══ Source material ══
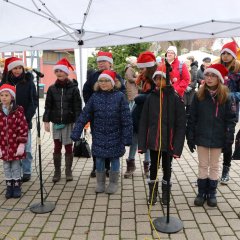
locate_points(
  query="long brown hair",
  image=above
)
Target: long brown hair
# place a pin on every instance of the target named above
(221, 93)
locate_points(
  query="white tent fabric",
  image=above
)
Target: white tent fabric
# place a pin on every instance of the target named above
(52, 24)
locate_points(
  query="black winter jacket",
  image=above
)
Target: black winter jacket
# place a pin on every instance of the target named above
(149, 130)
(26, 95)
(91, 80)
(63, 103)
(210, 124)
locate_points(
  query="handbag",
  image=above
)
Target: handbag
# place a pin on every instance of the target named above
(82, 149)
(236, 154)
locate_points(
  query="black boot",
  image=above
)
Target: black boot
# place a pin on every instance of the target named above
(225, 175)
(68, 165)
(93, 172)
(17, 192)
(152, 195)
(164, 199)
(131, 167)
(202, 192)
(9, 190)
(57, 158)
(212, 192)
═══
Prompt
Copy the records above word for word, without the pictures.

Response
locate_points(
  query="long brown hair",
  image=above
)
Target: long brown hair
# place a pin on every instance of the target named above
(221, 93)
locate_points(
  query="white tent fabric",
  image=above
)
Target: white tent fabric
# place a pin on every instance of the target named above
(52, 24)
locate_points(
  query="black winter jacket",
  image=above
)
Target: black winter jacket
# place a pin on every instance of the target named above
(149, 130)
(26, 95)
(91, 80)
(63, 103)
(210, 124)
locate_points(
  query="handbag",
  image=above
)
Target: handbag
# place a pin on every instance of the target named above
(82, 149)
(236, 154)
locate_points(
  query="black boot",
  image=above
)
Target: black boot
# place a pin on every instance of the target named above
(225, 175)
(68, 165)
(93, 172)
(17, 192)
(152, 195)
(164, 199)
(131, 167)
(202, 192)
(9, 190)
(57, 158)
(212, 192)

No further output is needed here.